(Labeled-object pointing entries)
========================================

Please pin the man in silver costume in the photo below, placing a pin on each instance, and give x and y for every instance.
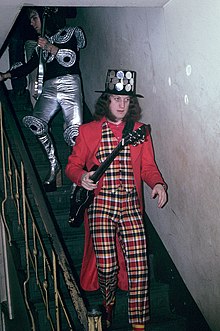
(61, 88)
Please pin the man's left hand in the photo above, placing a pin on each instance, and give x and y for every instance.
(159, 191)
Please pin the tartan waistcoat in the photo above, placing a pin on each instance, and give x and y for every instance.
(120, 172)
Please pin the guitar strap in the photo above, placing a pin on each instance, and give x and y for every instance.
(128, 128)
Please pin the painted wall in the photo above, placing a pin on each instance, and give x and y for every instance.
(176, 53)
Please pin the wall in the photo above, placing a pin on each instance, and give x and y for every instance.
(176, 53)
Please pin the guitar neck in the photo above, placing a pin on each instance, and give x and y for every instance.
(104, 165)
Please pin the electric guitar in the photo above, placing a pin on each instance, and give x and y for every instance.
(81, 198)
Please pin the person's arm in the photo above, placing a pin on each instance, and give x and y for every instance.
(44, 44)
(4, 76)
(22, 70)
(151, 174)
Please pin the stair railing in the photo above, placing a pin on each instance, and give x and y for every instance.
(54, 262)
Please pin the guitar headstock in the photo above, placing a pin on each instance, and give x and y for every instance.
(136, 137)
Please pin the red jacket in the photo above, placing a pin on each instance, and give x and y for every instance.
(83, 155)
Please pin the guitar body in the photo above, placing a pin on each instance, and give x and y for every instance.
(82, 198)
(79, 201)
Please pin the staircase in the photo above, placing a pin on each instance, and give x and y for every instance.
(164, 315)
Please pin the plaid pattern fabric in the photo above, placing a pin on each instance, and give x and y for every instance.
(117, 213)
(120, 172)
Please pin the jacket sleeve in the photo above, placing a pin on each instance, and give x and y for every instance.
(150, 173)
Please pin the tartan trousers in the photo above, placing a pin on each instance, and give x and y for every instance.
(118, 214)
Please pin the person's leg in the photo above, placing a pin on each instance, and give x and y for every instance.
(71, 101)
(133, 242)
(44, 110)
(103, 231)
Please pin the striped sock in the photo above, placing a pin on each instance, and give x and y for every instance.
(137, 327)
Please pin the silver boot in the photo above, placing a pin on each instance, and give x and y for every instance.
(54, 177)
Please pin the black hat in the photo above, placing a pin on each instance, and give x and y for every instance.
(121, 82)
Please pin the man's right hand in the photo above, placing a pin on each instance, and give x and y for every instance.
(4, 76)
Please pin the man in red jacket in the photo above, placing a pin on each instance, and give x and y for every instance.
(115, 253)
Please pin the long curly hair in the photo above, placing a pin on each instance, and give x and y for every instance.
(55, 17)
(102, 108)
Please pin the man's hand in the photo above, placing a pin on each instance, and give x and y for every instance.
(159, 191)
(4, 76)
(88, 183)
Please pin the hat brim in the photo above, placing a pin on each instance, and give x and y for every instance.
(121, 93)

========================================

◆ **Set exercise**: Starting at the line that contains "Please pin the jacket" and ending at the last line of the entries, write out every line again with all its text. In the answers, multiply each x and y coordinate by 1.3 and round to a whole number, rounding halves up.

◆ **Exercise output**:
Please pin the jacket sleeve in the photo above, placing a pin on each instance, and give x and y for every instance.
(195, 225)
Please pin the tartan trousers in the photo above, placing a pin on each instance, and give x and y for every instance.
(153, 278)
Please pin the person's leg in the photo above, placing a pin on each instance, and give x and y for every instance.
(92, 131)
(173, 315)
(57, 143)
(134, 300)
Please pin the striped sock in the photo above, placing a pin on each instance, and give x and y for every instance.
(178, 425)
Please pin the silver boot in the photo above, placing a pin on each instance, and give x and y for every instance.
(70, 230)
Please pin the black hat in the photo above, placing a pin on each instance, and give x and y for every instance.
(157, 107)
Please pin the man's right hand in the photo above, placing a pin on each instance, and give x and y for every instance.
(5, 99)
Please pin the man in red jacket in the photo above, placing a pin on each instance, and give x and y for every instance.
(150, 329)
Please pin the long curly hair in the photo above, placing a pin on each instance, and give x and y for every instance.
(72, 22)
(133, 140)
Please pin the man's hand in the photo above, placing a pin on each instance, and give x and y for every instance.
(207, 248)
(5, 99)
(114, 238)
Please pin the hat brim in the photo above, placing a pin on each instance, and give x and y for every instance.
(157, 121)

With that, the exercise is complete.